===== Selected text =====

Title: Faster algorithms for automatic variable selection.


Statistical learning algorithms scan large databases to extract relevant information. When they involve a considerable number of variables, sparse models like Lasso or Support Vector Machines (SVM) are used to select the most critical variables in regression or classification problems. For example, the Lasso estimator depends solely on a subset of characteristics (called the equicorrelation set) while the SVM classifier depends only on a subset of samples (the support vectors). The other features/observations do not contribute to the optimal solution. Thus, rapid detection of these non-influent variables can lead to significant savings in memory and computational resources. In this presentation, I will discuss the (safe) screening rules that have recently been introduced as a technique for explicitly identifying parsimonious structures in optimization problems occurring in machine learning. This has led to efficient acceleration methods based on a substantial dimensionality reduction. For convex and separable functions, I will explain how these rules stem from a simple combination of a natural property of subdifferential sets and optimality conditions. Hence, I will present them in a unified way and with a complexity analysis describing the number of iterations needed to identify the optimal active set for any convergent algorithm. I will also elaborate on some future works and open challenges.

===== Information provided =====

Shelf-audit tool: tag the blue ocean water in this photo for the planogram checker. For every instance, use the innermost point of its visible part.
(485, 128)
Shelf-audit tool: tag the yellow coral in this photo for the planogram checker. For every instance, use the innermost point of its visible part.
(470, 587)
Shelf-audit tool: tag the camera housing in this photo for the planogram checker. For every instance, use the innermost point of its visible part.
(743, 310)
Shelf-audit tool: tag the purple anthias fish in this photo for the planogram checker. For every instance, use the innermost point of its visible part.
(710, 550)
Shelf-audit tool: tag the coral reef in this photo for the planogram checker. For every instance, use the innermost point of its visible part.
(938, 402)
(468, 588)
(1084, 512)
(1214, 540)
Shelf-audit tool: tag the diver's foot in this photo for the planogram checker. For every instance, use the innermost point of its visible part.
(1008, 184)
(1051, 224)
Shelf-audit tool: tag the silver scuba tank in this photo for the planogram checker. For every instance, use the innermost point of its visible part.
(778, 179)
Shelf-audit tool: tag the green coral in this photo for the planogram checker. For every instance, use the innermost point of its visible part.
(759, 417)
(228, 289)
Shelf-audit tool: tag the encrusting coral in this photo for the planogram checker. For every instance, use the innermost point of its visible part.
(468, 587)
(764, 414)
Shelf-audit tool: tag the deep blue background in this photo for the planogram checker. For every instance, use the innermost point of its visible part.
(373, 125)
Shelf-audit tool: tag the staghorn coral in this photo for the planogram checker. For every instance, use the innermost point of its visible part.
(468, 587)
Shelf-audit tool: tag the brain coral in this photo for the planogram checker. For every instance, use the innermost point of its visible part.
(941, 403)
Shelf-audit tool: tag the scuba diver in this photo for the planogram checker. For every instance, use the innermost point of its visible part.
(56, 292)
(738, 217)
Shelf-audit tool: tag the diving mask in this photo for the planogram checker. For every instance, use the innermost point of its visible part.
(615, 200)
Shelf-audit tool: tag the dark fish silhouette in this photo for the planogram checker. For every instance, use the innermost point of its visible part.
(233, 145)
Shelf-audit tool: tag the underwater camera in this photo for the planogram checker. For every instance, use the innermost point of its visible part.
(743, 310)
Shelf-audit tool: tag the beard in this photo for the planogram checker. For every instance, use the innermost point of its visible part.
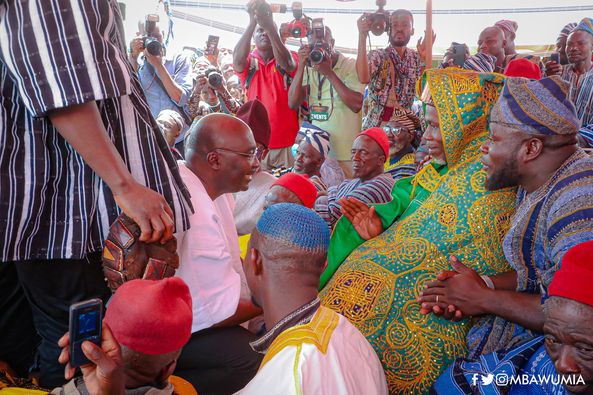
(399, 43)
(507, 176)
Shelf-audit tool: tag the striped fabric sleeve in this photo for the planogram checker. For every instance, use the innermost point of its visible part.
(586, 132)
(570, 221)
(58, 54)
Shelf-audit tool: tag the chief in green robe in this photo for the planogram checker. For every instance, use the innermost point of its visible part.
(376, 287)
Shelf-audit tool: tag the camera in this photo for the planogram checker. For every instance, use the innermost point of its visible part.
(152, 46)
(263, 8)
(149, 43)
(214, 77)
(379, 19)
(319, 48)
(300, 26)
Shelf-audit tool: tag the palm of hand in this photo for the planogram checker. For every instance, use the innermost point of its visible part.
(367, 224)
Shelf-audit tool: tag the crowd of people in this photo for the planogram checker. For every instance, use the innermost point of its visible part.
(261, 220)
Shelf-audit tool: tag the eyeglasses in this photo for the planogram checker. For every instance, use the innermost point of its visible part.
(394, 130)
(249, 155)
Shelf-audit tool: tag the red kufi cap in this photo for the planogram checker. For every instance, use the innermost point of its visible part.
(574, 278)
(151, 317)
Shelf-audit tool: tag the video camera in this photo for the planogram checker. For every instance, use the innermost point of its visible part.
(319, 48)
(214, 77)
(149, 43)
(263, 8)
(379, 19)
(300, 26)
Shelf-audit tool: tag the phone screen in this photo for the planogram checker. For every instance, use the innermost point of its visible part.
(85, 324)
(88, 323)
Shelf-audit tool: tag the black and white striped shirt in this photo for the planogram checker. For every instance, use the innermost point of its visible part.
(54, 54)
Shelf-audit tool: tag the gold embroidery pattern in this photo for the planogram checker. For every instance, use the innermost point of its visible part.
(317, 332)
(448, 215)
(460, 217)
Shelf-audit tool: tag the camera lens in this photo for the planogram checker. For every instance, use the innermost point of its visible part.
(214, 80)
(317, 56)
(152, 46)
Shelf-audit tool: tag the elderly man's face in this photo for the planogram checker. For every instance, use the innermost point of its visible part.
(579, 46)
(402, 28)
(433, 136)
(569, 341)
(279, 194)
(399, 138)
(307, 160)
(368, 159)
(500, 158)
(491, 42)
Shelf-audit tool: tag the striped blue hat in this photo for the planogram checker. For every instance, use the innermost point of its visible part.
(536, 107)
(315, 136)
(294, 226)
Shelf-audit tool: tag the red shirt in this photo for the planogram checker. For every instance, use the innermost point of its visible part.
(267, 85)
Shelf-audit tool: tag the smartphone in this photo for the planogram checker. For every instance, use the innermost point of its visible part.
(212, 45)
(458, 54)
(85, 324)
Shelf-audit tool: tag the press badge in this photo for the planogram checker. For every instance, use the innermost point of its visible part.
(319, 113)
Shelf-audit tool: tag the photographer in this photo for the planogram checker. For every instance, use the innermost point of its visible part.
(390, 73)
(210, 95)
(329, 80)
(266, 73)
(165, 77)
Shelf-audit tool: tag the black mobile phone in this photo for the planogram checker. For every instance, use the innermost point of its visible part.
(212, 45)
(85, 324)
(458, 54)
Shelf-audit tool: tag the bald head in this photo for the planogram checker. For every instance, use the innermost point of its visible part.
(221, 151)
(215, 131)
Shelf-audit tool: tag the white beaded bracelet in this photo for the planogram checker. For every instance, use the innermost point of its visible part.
(488, 281)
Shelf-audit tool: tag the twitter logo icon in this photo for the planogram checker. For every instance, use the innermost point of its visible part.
(487, 380)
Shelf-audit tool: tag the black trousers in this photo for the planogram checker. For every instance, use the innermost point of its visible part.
(50, 287)
(18, 338)
(219, 360)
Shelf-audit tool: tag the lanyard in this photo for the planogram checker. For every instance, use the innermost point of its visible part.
(320, 82)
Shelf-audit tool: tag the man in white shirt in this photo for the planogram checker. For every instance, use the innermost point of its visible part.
(220, 154)
(309, 349)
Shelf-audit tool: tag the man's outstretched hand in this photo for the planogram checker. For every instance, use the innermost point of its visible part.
(364, 219)
(149, 210)
(105, 374)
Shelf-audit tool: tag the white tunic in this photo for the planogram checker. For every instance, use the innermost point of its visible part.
(326, 356)
(209, 255)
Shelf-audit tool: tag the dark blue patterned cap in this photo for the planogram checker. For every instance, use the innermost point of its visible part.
(294, 226)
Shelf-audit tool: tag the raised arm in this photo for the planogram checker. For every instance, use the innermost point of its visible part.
(243, 46)
(81, 125)
(297, 92)
(362, 62)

=====

Required tasks:
A. According to the abstract on automatic variable selection, what is the subset of characteristics that the Lasso estimator depends on called?
B. Carry on the abstract on automatic variable selection from its final sentence.

Results for the exercise:
A. The equicorrelation set.

B.
Eugene is a postdoctoral researcher at the RIKEN Center for Advanced Intelligence Project (AIP) in the data-driven biomedical science team led by Ichiro Takeuchi. He did a PhD in Applied Mathematics under the supervision of Olivier Fercoq and Joseph Salmon at Telecom ParisTech (Institut Polytechnique de Paris). His PhD thesis focused on the design and analysis of faster and safer optimization algorithms for variable selection and hyperparameter calibration. His current and forthcoming work focuses on the automatic and efficient construction of confidence regions as well as the analysis of implicit biases in the choice of optimization algorithms for machine learning.